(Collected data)
-=-=-=-=-
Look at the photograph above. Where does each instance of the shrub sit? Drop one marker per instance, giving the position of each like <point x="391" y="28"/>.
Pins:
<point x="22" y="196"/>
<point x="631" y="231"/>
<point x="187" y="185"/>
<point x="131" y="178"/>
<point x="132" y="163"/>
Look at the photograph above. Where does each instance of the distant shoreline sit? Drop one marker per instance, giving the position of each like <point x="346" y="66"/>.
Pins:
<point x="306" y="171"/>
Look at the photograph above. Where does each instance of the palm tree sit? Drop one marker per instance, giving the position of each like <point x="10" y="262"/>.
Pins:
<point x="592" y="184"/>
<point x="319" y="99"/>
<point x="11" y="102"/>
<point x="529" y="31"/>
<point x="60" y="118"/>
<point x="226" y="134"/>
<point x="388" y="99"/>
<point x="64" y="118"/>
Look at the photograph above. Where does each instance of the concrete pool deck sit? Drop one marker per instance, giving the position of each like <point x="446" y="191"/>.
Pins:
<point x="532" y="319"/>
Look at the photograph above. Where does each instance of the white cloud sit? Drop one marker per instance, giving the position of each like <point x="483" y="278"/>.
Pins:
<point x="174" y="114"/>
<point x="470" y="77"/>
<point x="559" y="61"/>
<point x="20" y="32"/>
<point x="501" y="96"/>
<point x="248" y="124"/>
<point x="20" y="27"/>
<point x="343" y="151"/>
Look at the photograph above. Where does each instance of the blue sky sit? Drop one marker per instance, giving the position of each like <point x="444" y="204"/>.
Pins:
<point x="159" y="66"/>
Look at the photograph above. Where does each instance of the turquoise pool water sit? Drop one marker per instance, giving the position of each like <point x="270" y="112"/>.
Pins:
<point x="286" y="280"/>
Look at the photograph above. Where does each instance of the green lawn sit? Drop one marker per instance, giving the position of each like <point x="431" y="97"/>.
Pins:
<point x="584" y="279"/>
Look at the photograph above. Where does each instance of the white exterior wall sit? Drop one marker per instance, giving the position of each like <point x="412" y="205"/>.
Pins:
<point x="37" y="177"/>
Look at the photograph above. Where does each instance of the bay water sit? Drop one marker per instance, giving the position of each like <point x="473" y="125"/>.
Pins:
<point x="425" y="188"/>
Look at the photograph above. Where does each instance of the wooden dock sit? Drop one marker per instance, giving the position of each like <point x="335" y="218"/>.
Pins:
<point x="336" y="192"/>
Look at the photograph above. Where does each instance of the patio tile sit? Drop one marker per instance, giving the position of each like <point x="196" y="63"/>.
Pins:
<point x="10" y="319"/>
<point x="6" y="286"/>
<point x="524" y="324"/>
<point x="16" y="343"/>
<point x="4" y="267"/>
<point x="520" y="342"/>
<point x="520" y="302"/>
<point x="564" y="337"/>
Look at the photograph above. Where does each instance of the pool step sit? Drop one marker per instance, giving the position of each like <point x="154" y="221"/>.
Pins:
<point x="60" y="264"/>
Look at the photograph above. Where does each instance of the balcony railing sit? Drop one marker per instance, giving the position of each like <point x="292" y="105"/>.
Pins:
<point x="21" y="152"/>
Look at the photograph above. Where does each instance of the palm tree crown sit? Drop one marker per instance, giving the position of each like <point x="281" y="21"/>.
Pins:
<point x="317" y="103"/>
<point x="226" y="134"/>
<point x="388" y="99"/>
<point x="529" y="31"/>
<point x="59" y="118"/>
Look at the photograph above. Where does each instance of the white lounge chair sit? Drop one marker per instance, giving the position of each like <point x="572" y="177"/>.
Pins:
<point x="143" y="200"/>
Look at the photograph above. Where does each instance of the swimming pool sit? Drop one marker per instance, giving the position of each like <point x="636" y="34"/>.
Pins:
-=-=-=-=-
| TASK GOAL |
The answer is a count and nothing more: lines above that contain "water".

| RESPONSE TO THE TASK |
2